» Task details:
Rewrite all of the material below, swapping every "set a dot" for "place a point" and leaving everything else unchanged. Omit the pictures from your answer.

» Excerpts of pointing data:
________________________________________

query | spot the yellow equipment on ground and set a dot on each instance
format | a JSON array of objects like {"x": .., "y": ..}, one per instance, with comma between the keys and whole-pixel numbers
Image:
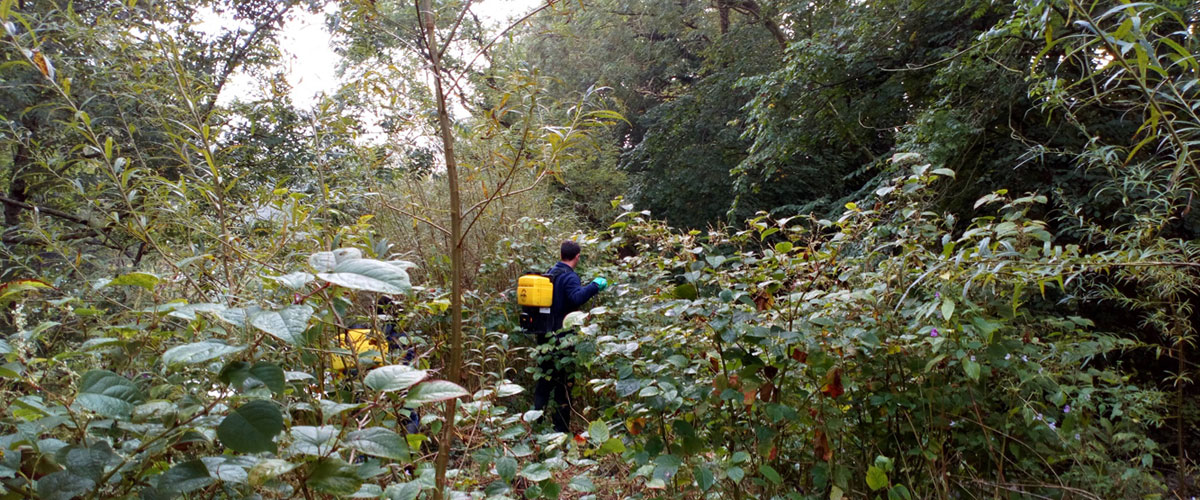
[{"x": 358, "y": 341}]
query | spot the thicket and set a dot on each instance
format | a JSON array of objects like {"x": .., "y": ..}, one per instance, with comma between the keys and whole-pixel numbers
[{"x": 887, "y": 250}]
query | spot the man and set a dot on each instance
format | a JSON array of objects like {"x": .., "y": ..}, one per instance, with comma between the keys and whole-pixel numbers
[{"x": 569, "y": 295}]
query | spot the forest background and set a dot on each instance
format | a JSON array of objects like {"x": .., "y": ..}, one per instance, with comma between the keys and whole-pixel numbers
[{"x": 900, "y": 248}]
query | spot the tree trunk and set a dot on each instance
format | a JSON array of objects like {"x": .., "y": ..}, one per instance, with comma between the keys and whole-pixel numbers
[
  {"x": 456, "y": 264},
  {"x": 17, "y": 187}
]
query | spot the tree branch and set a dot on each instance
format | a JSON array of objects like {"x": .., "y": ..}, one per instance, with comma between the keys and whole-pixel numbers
[{"x": 46, "y": 210}]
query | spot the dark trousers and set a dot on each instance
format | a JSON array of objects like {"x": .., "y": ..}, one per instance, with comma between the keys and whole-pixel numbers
[{"x": 555, "y": 383}]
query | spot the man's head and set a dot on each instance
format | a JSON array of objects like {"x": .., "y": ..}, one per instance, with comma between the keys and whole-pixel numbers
[{"x": 570, "y": 253}]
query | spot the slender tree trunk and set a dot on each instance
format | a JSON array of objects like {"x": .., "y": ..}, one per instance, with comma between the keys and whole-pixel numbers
[
  {"x": 17, "y": 186},
  {"x": 456, "y": 264}
]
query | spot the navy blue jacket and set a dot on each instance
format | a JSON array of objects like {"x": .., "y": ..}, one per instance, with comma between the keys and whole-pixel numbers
[{"x": 569, "y": 293}]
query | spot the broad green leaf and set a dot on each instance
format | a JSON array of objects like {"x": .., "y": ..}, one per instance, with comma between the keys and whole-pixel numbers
[
  {"x": 89, "y": 462},
  {"x": 687, "y": 290},
  {"x": 63, "y": 486},
  {"x": 269, "y": 469},
  {"x": 185, "y": 477},
  {"x": 703, "y": 476},
  {"x": 317, "y": 441},
  {"x": 947, "y": 308},
  {"x": 508, "y": 389},
  {"x": 229, "y": 469},
  {"x": 971, "y": 368},
  {"x": 287, "y": 324},
  {"x": 13, "y": 288},
  {"x": 325, "y": 261},
  {"x": 334, "y": 477},
  {"x": 435, "y": 391},
  {"x": 582, "y": 483},
  {"x": 369, "y": 276},
  {"x": 394, "y": 378},
  {"x": 378, "y": 441},
  {"x": 198, "y": 353},
  {"x": 187, "y": 311},
  {"x": 899, "y": 492},
  {"x": 108, "y": 393},
  {"x": 507, "y": 468},
  {"x": 736, "y": 474},
  {"x": 613, "y": 445},
  {"x": 598, "y": 432},
  {"x": 876, "y": 477},
  {"x": 143, "y": 279},
  {"x": 771, "y": 474},
  {"x": 294, "y": 281},
  {"x": 535, "y": 471},
  {"x": 408, "y": 491},
  {"x": 252, "y": 427},
  {"x": 270, "y": 374}
]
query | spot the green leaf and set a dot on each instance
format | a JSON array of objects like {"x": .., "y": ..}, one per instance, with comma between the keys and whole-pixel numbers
[
  {"x": 294, "y": 281},
  {"x": 507, "y": 468},
  {"x": 269, "y": 469},
  {"x": 185, "y": 477},
  {"x": 63, "y": 486},
  {"x": 108, "y": 393},
  {"x": 899, "y": 493},
  {"x": 535, "y": 473},
  {"x": 394, "y": 378},
  {"x": 11, "y": 289},
  {"x": 369, "y": 276},
  {"x": 435, "y": 391},
  {"x": 408, "y": 491},
  {"x": 582, "y": 483},
  {"x": 287, "y": 324},
  {"x": 705, "y": 477},
  {"x": 771, "y": 474},
  {"x": 613, "y": 445},
  {"x": 598, "y": 432},
  {"x": 270, "y": 374},
  {"x": 736, "y": 474},
  {"x": 334, "y": 477},
  {"x": 252, "y": 427},
  {"x": 876, "y": 477},
  {"x": 89, "y": 462},
  {"x": 687, "y": 290},
  {"x": 971, "y": 368},
  {"x": 198, "y": 353},
  {"x": 317, "y": 441},
  {"x": 143, "y": 279},
  {"x": 325, "y": 261},
  {"x": 378, "y": 441},
  {"x": 243, "y": 375}
]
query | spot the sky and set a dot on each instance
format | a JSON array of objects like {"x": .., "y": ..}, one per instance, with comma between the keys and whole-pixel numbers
[{"x": 311, "y": 64}]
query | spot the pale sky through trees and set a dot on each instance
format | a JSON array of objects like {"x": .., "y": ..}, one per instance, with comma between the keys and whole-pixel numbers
[{"x": 311, "y": 64}]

________________________________________

» The completed task:
query | spot the yellow equipment on ground and place a point on each instance
format | a JSON array of objects like {"x": .., "y": ..}, one per instance, with comma between the keys and whole-pixel numbers
Image:
[{"x": 358, "y": 341}]
query | spot the thicket and place a point on each instance
format | a JSON array of objects like {"x": .., "y": ..}, one per instance, with comma between the keys and whole-pixel numbers
[{"x": 887, "y": 250}]
query | spot the man and place a point on each instance
format | a JSON array of objects like {"x": .., "y": ..}, one per instance, with comma between the keys and whole-pixel numbers
[{"x": 569, "y": 295}]
query | spot the forest background and place a point on each instance
format | a JSON array of objects like {"x": .., "y": ..}, one per instance, with comma between the keys and whole-pixel numbers
[{"x": 900, "y": 248}]
query | spot the tree trunk and place a point on each instance
format | a JSON array of objects like {"x": .., "y": ..}, one per instance, with comma between the keys and whole-pixel numbers
[
  {"x": 456, "y": 264},
  {"x": 17, "y": 187}
]
query | spot the tree branch and place a point on each instance
format | a JSON array of objects like {"x": .., "y": ..}, one per instance, with comma between the keys and whole-pixel numbers
[{"x": 46, "y": 210}]
query | spot the dark trousers and place a point on each instance
format | a JSON array of objects like {"x": .., "y": ..}, one per instance, with comma between the keys and whole-pixel numbers
[{"x": 555, "y": 383}]
query | spot the man's head and place a point on each instance
format | a JSON array of objects like {"x": .., "y": ..}, one per instance, with comma between the keys and whole-pixel numbers
[{"x": 570, "y": 253}]
query | spot the slender tree trunk and place a point on each instance
format | a JSON array of objects like {"x": .., "y": ..}, one per instance, with comma between the keys and whole-pixel numbers
[
  {"x": 17, "y": 186},
  {"x": 456, "y": 264}
]
query | spot the navy blue jacket and place a point on each instance
format | a JSON array of objects like {"x": .., "y": ..}, one per instance, with comma between the keys and whole-pixel numbers
[{"x": 569, "y": 293}]
query | spot the broad green leaf and place a point on each instance
format | a JSON array of objects like {"x": .., "y": ..}, one per instance, with comma between the keys and whole-pixel numbers
[
  {"x": 89, "y": 462},
  {"x": 687, "y": 290},
  {"x": 63, "y": 486},
  {"x": 269, "y": 469},
  {"x": 185, "y": 477},
  {"x": 703, "y": 476},
  {"x": 317, "y": 441},
  {"x": 947, "y": 308},
  {"x": 508, "y": 389},
  {"x": 229, "y": 469},
  {"x": 971, "y": 368},
  {"x": 287, "y": 324},
  {"x": 13, "y": 288},
  {"x": 325, "y": 261},
  {"x": 334, "y": 477},
  {"x": 435, "y": 391},
  {"x": 582, "y": 483},
  {"x": 369, "y": 276},
  {"x": 394, "y": 378},
  {"x": 378, "y": 441},
  {"x": 198, "y": 353},
  {"x": 187, "y": 311},
  {"x": 899, "y": 492},
  {"x": 108, "y": 393},
  {"x": 507, "y": 468},
  {"x": 736, "y": 474},
  {"x": 613, "y": 445},
  {"x": 598, "y": 432},
  {"x": 876, "y": 477},
  {"x": 143, "y": 279},
  {"x": 771, "y": 474},
  {"x": 294, "y": 281},
  {"x": 535, "y": 471},
  {"x": 408, "y": 491},
  {"x": 252, "y": 427},
  {"x": 270, "y": 374}
]
query | spot the green leaf and place a point on each instance
format | a JSON array of objects like {"x": .., "y": ..}, one per instance, with comma between the keys and whole-pixel numbers
[
  {"x": 294, "y": 281},
  {"x": 507, "y": 468},
  {"x": 269, "y": 469},
  {"x": 185, "y": 477},
  {"x": 63, "y": 486},
  {"x": 108, "y": 393},
  {"x": 899, "y": 493},
  {"x": 535, "y": 473},
  {"x": 394, "y": 378},
  {"x": 11, "y": 289},
  {"x": 369, "y": 276},
  {"x": 435, "y": 391},
  {"x": 408, "y": 491},
  {"x": 582, "y": 483},
  {"x": 287, "y": 324},
  {"x": 705, "y": 477},
  {"x": 771, "y": 474},
  {"x": 613, "y": 445},
  {"x": 598, "y": 432},
  {"x": 270, "y": 374},
  {"x": 736, "y": 474},
  {"x": 334, "y": 477},
  {"x": 252, "y": 427},
  {"x": 876, "y": 477},
  {"x": 89, "y": 462},
  {"x": 687, "y": 290},
  {"x": 971, "y": 368},
  {"x": 198, "y": 353},
  {"x": 317, "y": 441},
  {"x": 143, "y": 279},
  {"x": 325, "y": 261},
  {"x": 378, "y": 441},
  {"x": 243, "y": 375}
]
query | spot the sky and place a point on each instance
format | a JSON array of objects like {"x": .., "y": ..}, one per instance, with comma between the keys and whole-pixel numbers
[{"x": 311, "y": 64}]
query | spot the pale sky through trees and place a point on each instance
format | a JSON array of objects like {"x": .., "y": ..}, one per instance, with comma between the keys and whole-pixel numbers
[{"x": 311, "y": 64}]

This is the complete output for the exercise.